→ **GIVEN EXERCISE A**: Pull out every line in the records below that contains the string "across". Case counts.

** Start of QUOTED PASSAGE **

Goal is to have dynamic columns from agregated rows.

To get it working as pivot table you must run two queries:
Get the columns to be used
select distinct concat(namespace,'.',`key`) as `column`,
namespace,`key` from your_table;
+--------------------+-----------+---------------+
| column | namespace | key |
+--------------------+-----------+---------------+
| page.item.id | page | item.id |
| page.content.title | page | content.title |
| trigger.tag | trigger | tag |
| oddball.num | oddball | num |
| truck.plate | truck | plate |
+--------------------+-----------+---------------+
Combine with unique ids and get the each value as sub-query, to prevent sub-query more than one result it must contain aggregate function, I used max().
I created a stored procedure:
DELIMITER $$
DROP PROCEDURE IF EXISTS `get_pivot_table`$$
CREATE PROCEDURE `get_pivot_table`()
BEGIN
declare done int default 0;
declare v_sql text;
declare v_column varchar(100);
declare v_namespace varchar(100);
declare v_key varchar(100);
-- (1) getting the columns with this cursor
declare c_columns cursor for
select distinct concat(namespace,'.',`key`) as `column`
, namespace
,`key`
from your_table;
declare continue handler for not found set done = 1;
open c_columns;
-- (2) now creating the sub-queries based on cursor results
set v_sql = "select p.id ";
read_loop: loop
fetch c_columns into v_column, v_namespace, v_key;
if done then
leave read_loop;
end if;
set v_sql = concat(v_sql,", (select max(t.`value`) from your_table t
where t.id = p.id
and t.namespace = '", v_namespace ,"'
and t.`key` = '", v_key ,"') as `", v_column,"` ");
end loop;
close c_columns;
-- now run the entire query
set #sql = concat(v_sql," from (select distinct id from your_table) as p");
prepare stmt1 from #sql;
execute stmt1;
deallocate prepare stmt1;
END$$
DELIMITER ;
Then you can call the stored procedure:
mysql> call get_pivot_table();
+------+--------------+--------------------+-------------+-------------+-------------+
| id | page.item.id | page.content.title | trigger.tag | oddball.num | truck.plate |
+------+--------------+--------------------+-------------+-------------+-------------+
| 1 | test1 | page2 | val1 | NULL | NULL |
| 2 | t1 | page3 | val2 | in | NULL |
| 3 | NULL | NULL | NULL | NULL | 12345 |
+------+--------------+--------------------+-------------+-------------+-------------+
3 rows in set (0.00 sec)
The speed of that query will depend on the indexes of your_table and the amount of data.

** End of QUOTED PASSAGE **
** Start of RECORDS TO USE **

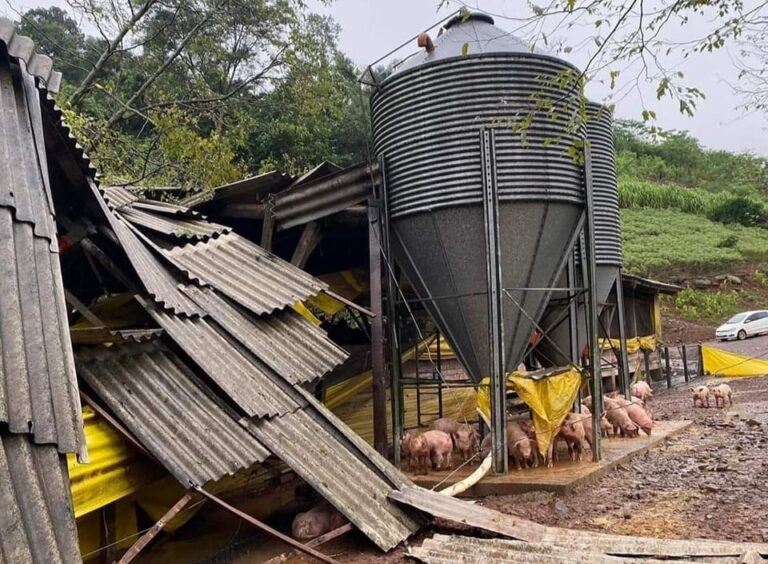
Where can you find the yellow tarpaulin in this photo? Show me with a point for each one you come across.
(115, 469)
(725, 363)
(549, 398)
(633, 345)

** End of RECORDS TO USE **
** Start of RECORDS TO USE **

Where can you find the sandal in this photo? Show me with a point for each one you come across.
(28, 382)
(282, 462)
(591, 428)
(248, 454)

** End of RECORDS TO USE **

→ **GIVEN EXERCISE B**: Transcribe the MySQL pivot table text word for word, between "To get it working" and "I used max().", inclusive.

→ **EXERCISE ANSWER A**:
Where can you find the yellow tarpaulin in this photo? Show me with a point for each one you come across.
Where can you find the sandal in this photo? Show me with a point for each one you come across.

→ **EXERCISE ANSWER B**:
To get it working as pivot table you must run two queries:
Get the columns to be used
select distinct concat(namespace,'.',`key`) as `column`,
namespace,`key` from your_table;
+--------------------+-----------+---------------+
| column | namespace | key |
+--------------------+-----------+---------------+
| page.item.id | page | item.id |
| page.content.title | page | content.title |
| trigger.tag | trigger | tag |
| oddball.num | oddball | num |
| truck.plate | truck | plate |
+--------------------+-----------+---------------+
Combine with unique ids and get the each value as sub-query, to prevent sub-query more than one result it must contain aggregate function, I used max().